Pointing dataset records
----------
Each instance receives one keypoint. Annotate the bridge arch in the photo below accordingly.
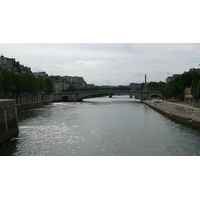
(155, 96)
(65, 99)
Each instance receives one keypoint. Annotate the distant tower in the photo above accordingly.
(145, 79)
(145, 88)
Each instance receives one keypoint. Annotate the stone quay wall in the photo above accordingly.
(180, 112)
(8, 120)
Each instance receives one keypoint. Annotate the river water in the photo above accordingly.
(118, 126)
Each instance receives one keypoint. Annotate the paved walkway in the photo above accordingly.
(177, 109)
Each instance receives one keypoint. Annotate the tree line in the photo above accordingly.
(176, 88)
(15, 84)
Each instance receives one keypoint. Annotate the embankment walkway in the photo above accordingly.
(178, 111)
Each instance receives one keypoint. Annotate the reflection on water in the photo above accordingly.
(101, 126)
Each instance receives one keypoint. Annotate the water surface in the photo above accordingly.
(118, 126)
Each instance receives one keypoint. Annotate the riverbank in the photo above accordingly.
(33, 104)
(8, 119)
(181, 112)
(8, 116)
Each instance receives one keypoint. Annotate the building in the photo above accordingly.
(171, 78)
(61, 83)
(40, 74)
(135, 86)
(11, 65)
(195, 69)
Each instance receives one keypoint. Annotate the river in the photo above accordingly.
(118, 126)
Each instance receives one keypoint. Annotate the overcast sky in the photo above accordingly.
(106, 63)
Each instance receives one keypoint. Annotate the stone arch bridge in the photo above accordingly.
(79, 96)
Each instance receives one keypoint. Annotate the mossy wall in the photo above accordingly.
(8, 123)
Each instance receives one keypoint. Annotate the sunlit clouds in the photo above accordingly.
(107, 63)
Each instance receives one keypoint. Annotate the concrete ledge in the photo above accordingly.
(7, 103)
(180, 114)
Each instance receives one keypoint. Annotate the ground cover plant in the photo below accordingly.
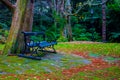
(73, 61)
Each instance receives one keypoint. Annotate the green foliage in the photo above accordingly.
(98, 48)
(62, 39)
(115, 37)
(80, 33)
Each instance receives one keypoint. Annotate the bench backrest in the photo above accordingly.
(33, 36)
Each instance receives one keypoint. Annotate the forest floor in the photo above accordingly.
(70, 63)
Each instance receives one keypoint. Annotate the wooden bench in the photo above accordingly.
(37, 43)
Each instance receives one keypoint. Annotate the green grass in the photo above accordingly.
(1, 46)
(112, 73)
(98, 48)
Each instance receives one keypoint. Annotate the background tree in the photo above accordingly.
(22, 13)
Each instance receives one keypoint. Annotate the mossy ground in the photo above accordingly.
(72, 62)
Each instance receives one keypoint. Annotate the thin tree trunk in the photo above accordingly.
(103, 22)
(21, 21)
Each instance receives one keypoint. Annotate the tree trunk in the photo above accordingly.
(69, 29)
(103, 22)
(21, 21)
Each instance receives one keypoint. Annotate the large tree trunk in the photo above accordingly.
(21, 21)
(103, 22)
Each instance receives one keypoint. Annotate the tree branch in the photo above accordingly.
(8, 4)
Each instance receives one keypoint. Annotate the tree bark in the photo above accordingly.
(103, 22)
(21, 21)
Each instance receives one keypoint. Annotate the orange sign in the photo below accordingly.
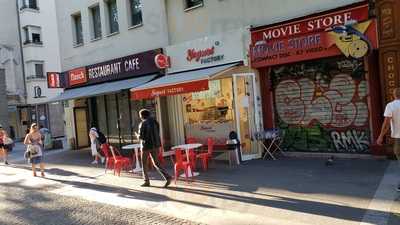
(193, 86)
(315, 37)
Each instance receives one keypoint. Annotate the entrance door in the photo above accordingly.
(245, 111)
(81, 127)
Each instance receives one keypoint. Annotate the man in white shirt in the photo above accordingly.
(93, 135)
(392, 122)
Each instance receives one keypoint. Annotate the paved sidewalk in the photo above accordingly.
(285, 191)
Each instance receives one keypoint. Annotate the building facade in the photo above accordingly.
(13, 90)
(107, 47)
(41, 51)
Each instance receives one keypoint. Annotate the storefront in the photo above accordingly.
(319, 81)
(98, 95)
(208, 92)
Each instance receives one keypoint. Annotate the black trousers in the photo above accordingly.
(154, 159)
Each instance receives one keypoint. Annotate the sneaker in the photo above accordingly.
(145, 184)
(168, 182)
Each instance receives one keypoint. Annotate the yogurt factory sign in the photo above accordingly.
(207, 52)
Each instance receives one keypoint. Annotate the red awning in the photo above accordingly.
(179, 83)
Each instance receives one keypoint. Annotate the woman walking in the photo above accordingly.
(3, 147)
(33, 141)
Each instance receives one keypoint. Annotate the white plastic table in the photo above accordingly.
(187, 147)
(136, 147)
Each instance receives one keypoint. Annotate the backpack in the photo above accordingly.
(102, 139)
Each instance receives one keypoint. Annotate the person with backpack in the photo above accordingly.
(94, 135)
(149, 135)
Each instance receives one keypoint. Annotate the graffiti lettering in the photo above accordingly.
(350, 140)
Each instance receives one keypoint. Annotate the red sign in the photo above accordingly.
(77, 76)
(314, 38)
(194, 86)
(53, 80)
(162, 61)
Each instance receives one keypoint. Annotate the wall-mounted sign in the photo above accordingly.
(77, 76)
(37, 92)
(345, 32)
(206, 52)
(125, 67)
(162, 61)
(54, 80)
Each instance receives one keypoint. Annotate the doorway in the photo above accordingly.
(245, 112)
(81, 127)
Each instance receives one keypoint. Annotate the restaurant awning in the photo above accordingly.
(179, 83)
(103, 88)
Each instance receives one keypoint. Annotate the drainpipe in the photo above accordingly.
(21, 51)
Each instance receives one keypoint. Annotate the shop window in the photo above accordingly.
(112, 120)
(101, 115)
(190, 4)
(210, 113)
(32, 35)
(77, 29)
(135, 12)
(39, 72)
(30, 4)
(95, 21)
(112, 13)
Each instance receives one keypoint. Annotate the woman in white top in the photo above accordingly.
(33, 141)
(93, 135)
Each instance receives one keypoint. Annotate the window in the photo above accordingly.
(112, 12)
(193, 3)
(39, 70)
(32, 35)
(31, 4)
(36, 38)
(135, 12)
(77, 29)
(96, 22)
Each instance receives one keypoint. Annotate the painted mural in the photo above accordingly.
(322, 105)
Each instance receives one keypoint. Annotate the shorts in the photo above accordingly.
(396, 148)
(93, 147)
(36, 160)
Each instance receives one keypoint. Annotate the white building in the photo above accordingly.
(95, 34)
(41, 52)
(11, 72)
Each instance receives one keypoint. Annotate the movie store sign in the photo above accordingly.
(206, 52)
(346, 31)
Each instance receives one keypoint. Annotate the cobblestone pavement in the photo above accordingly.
(21, 205)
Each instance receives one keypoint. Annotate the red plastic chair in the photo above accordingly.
(160, 158)
(120, 162)
(180, 164)
(191, 140)
(207, 156)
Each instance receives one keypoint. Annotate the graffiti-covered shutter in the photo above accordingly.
(322, 105)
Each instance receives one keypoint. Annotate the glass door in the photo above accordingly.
(245, 111)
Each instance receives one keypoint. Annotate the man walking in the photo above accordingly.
(149, 134)
(392, 121)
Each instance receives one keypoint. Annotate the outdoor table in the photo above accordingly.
(187, 147)
(136, 147)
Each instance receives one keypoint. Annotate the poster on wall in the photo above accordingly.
(322, 105)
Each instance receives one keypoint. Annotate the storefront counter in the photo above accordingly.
(219, 131)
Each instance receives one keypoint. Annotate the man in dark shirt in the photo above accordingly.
(149, 134)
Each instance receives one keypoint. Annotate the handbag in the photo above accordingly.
(8, 141)
(33, 150)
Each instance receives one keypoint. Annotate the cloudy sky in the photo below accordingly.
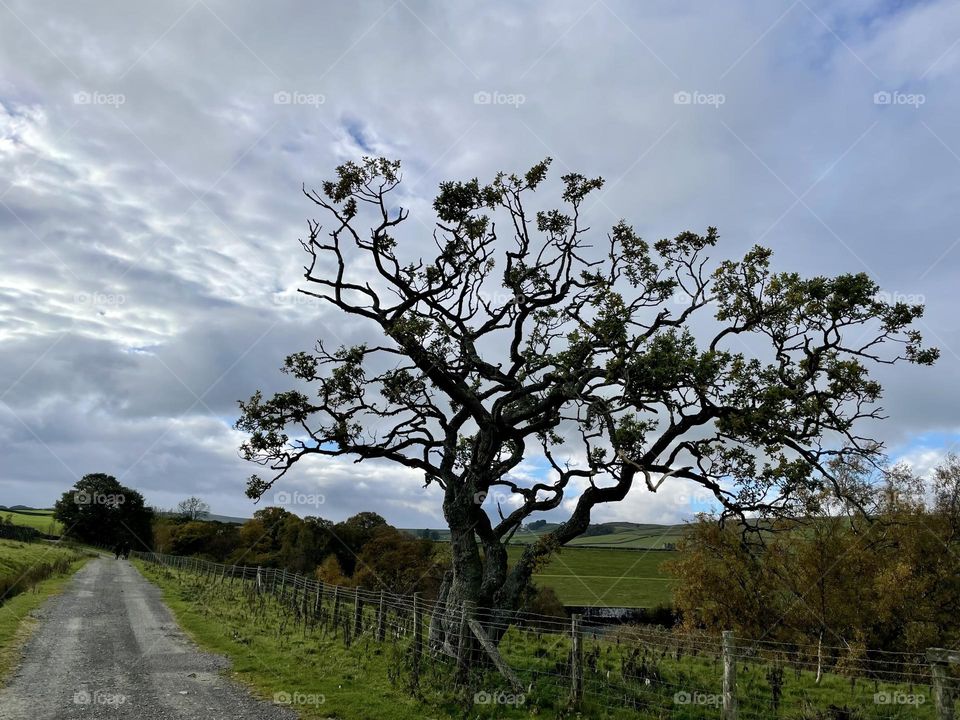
(152, 157)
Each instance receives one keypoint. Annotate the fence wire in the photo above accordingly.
(608, 671)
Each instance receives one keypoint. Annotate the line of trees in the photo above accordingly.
(887, 578)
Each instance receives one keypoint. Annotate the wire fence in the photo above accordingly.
(529, 659)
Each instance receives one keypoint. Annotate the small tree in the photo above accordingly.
(101, 511)
(193, 508)
(629, 364)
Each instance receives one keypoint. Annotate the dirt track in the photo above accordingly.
(108, 647)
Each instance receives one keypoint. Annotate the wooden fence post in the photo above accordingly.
(336, 607)
(357, 613)
(417, 640)
(943, 699)
(464, 642)
(576, 659)
(381, 630)
(729, 676)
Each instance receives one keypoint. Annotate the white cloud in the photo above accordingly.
(149, 246)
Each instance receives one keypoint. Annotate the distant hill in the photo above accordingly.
(232, 519)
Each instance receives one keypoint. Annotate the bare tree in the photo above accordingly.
(619, 364)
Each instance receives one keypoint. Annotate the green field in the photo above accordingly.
(41, 520)
(606, 577)
(638, 674)
(29, 574)
(624, 535)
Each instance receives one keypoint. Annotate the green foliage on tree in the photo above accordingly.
(622, 362)
(888, 579)
(101, 511)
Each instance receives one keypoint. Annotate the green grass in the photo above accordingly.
(19, 558)
(624, 535)
(606, 577)
(629, 673)
(41, 520)
(30, 573)
(272, 657)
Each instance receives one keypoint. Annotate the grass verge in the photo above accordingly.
(638, 674)
(17, 621)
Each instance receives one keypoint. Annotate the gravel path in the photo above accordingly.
(108, 647)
----------
(What is expected) Transcribe the records above exactly, but only from the line that contains "Each instance receives one keypoint. Annotate the wire" through their final line, inclusive.

(Solved exercise)
Each instance receives one keypoint. Annotate the wire fence in the photo above accordingly.
(529, 659)
Each instance receives one keypoint. Annotate the small tree in the photo above accordingly.
(101, 511)
(193, 508)
(629, 364)
Each instance receives one keypoint. Annotate the dirt track in the photo above accordingly.
(108, 647)
Each instance receives one keypoint. Annotate the wooden fence post in the photo above accordingly.
(336, 607)
(357, 613)
(417, 640)
(943, 699)
(464, 642)
(576, 659)
(381, 630)
(729, 676)
Each instance receives one keypoint. Annotate the white cloud in the photo above accordingly.
(149, 246)
Each instance receives one keypoint. Annotate the distant hill in the photo above accordingly.
(232, 519)
Each instance receives one keypoint. Annotate the bare tree in the photo above accordingly.
(619, 364)
Each instance receives one keypoint. Annotate the green field in the photo above accordingly.
(41, 520)
(606, 577)
(638, 674)
(29, 574)
(624, 535)
Each instance receives one keypoint. Annotate the green foliage on tree in the photo above accordingly.
(622, 362)
(888, 579)
(101, 511)
Each instance receives one keypoint. Annotate the green grass in the photo above accordingly.
(19, 558)
(624, 535)
(606, 577)
(629, 673)
(41, 520)
(30, 573)
(272, 657)
Each instance receives one keypoint. Annotate the grass verge in the photo above accordingly.
(638, 674)
(17, 621)
Each instance receives one keypoint. Annotate the gravel path in the photo above accordingly.
(108, 647)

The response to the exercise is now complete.